(Extracted data entries)
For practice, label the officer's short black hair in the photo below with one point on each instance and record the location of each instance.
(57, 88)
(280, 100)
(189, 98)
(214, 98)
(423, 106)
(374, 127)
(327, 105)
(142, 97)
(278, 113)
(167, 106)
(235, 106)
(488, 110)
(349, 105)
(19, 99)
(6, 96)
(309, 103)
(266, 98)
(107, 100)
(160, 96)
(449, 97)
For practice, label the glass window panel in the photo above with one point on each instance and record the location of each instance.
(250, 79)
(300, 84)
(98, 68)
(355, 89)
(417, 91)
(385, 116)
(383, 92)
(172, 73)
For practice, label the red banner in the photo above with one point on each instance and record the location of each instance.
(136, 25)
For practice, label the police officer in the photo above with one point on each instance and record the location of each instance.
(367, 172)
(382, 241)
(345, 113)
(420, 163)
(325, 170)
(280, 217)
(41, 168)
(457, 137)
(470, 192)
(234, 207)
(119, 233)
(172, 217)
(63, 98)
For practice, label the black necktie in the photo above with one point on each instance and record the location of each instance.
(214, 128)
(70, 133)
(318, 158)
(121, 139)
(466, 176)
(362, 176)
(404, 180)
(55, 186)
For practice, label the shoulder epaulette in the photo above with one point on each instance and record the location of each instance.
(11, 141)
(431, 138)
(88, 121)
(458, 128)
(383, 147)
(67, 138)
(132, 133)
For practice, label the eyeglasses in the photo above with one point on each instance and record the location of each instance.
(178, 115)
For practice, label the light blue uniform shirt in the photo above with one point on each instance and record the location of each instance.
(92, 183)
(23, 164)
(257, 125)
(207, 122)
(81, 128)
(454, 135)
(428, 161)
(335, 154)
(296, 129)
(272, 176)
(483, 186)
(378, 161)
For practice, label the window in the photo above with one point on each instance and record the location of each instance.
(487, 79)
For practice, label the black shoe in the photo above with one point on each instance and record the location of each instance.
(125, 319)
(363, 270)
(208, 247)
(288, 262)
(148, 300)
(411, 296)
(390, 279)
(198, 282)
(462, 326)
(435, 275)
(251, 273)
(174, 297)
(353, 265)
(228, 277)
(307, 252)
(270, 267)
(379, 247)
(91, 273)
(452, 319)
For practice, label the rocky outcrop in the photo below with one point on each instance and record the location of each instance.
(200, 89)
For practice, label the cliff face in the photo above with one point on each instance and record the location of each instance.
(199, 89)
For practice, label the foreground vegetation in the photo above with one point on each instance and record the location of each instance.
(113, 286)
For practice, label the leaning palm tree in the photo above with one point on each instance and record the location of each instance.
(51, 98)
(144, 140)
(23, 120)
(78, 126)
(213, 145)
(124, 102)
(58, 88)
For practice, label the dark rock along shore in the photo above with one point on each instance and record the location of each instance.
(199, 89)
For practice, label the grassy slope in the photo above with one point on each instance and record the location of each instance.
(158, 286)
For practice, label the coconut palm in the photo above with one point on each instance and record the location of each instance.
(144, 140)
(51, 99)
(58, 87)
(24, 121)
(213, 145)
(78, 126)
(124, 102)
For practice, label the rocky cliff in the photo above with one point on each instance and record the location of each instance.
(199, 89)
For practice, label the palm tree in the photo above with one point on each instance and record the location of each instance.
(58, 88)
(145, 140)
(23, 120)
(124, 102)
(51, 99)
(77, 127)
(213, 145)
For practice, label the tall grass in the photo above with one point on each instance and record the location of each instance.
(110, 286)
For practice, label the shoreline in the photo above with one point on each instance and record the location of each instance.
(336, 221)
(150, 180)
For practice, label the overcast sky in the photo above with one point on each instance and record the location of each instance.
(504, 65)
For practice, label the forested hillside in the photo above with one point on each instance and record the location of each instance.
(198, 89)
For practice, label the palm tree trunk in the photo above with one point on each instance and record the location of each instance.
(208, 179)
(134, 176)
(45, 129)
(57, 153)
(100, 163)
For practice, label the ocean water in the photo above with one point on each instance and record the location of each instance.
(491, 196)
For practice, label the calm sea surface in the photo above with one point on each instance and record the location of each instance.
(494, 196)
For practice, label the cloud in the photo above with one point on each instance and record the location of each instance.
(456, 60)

- SET TASK -
Copy each entry exactly, with nothing added or dropped.

- RESPONSE TO THIS TASK -
For practice, label the officer's short black hair in the photo below with one point on each instance and record the location of each instance.
(57, 88)
(280, 100)
(189, 98)
(214, 98)
(423, 106)
(374, 127)
(327, 105)
(142, 97)
(278, 113)
(167, 106)
(235, 106)
(488, 110)
(349, 105)
(19, 99)
(6, 96)
(309, 103)
(266, 98)
(107, 100)
(160, 96)
(449, 97)
For practice, label the glass window panel in the photo above with one point on each instance and record the location of each instance.
(250, 79)
(300, 84)
(98, 68)
(355, 89)
(417, 91)
(385, 116)
(383, 92)
(172, 73)
For practice, label the red banner in the photo above with one point on each instance and record the location of each instance.
(136, 25)
For practice, label the police officer in the photo above with one point on each instance and record the location of each instance.
(367, 172)
(382, 241)
(345, 113)
(420, 163)
(325, 170)
(280, 217)
(41, 168)
(457, 137)
(470, 192)
(234, 207)
(119, 233)
(172, 217)
(63, 98)
For practice, label the black necktie in the photo above with one point on each instance and record the location of each instance.
(214, 128)
(70, 133)
(318, 158)
(121, 139)
(466, 176)
(362, 176)
(404, 180)
(55, 186)
For practice, label the shoulder epaulette in the photo above with one point on each instance and record the location of each instance.
(11, 141)
(431, 138)
(88, 121)
(458, 128)
(383, 147)
(67, 138)
(132, 133)
For practice, label the eyeglasses in the photo above with one point on each instance and record the location of each instance.
(178, 115)
For practice, label the light blue uniform shirt in the photo above with one point on each instance and record the location of each instance.
(92, 183)
(23, 164)
(257, 125)
(207, 122)
(81, 128)
(454, 135)
(428, 161)
(335, 154)
(296, 129)
(272, 176)
(483, 186)
(378, 161)
For practice, label the window in the photo above with one point on each instance and record the location of each instance.
(487, 79)
For practice, label the black shoe in the photo above with one point on each instance and record the location of each instance.
(125, 319)
(363, 270)
(208, 247)
(288, 262)
(148, 300)
(411, 296)
(390, 279)
(198, 282)
(462, 326)
(435, 275)
(251, 273)
(174, 297)
(353, 265)
(228, 277)
(307, 252)
(270, 267)
(379, 247)
(91, 273)
(452, 319)
For practice, label the rocky outcrop in the photo below with one point on each instance and record the location of each instance.
(200, 89)
For practice, label the cliff face in the photo above with one point on each instance and record the location of each instance.
(199, 89)
For practice, label the foreground vegetation in the photo above with one point on each instance and record the location of each instance.
(113, 286)
For practice, label the leaning palm tree in the photo above with one point on each instance and record the location of each instance.
(51, 98)
(144, 140)
(23, 120)
(78, 126)
(213, 145)
(124, 102)
(58, 88)
For practice, label the dark rock along shore in the photo above with one point on each instance and record the location of each instance.
(199, 89)
For practice, label the grassy slope in the photo above with one point on each instance and record the location of each instance.
(158, 286)
For practice, label the coconut palm in the photo above with one point on each instance and record the location of each instance.
(144, 140)
(51, 99)
(58, 87)
(24, 121)
(213, 145)
(78, 126)
(124, 102)
For practice, label the rocky cliff in the photo above with one point on each instance and record the location of each instance.
(199, 89)
For practice, label the palm tree in the photo above with one point on each instance and record the location of each instance.
(58, 88)
(145, 140)
(23, 120)
(124, 102)
(51, 99)
(77, 127)
(213, 145)
For practice, label the tall grass in the photo above with one point on each instance and record the location of each instance.
(110, 286)
For practice, label the shoreline in the photo above with one point on each instance and record the location of each instance.
(336, 221)
(150, 180)
For practice, label the overcast sky in the photo above with one point on each instance and record the location of each instance.
(504, 65)
For practice, label the forested hillside in the photo above with one point on each instance and record the location of each instance.
(198, 89)
For practice, label the palm tree trunk in the photo above with one point on each instance and record the location of each instance.
(208, 179)
(134, 176)
(45, 129)
(57, 153)
(100, 163)
For practice, label the ocean water in the photo above with one point on each instance and record the location of each instance.
(491, 196)
For practice, label the calm sea surface in the photo above with one point on each instance and record the location of each instance.
(494, 196)
For practice, label the cloud in the photo above with one point on each instance and record the location of each instance.
(456, 60)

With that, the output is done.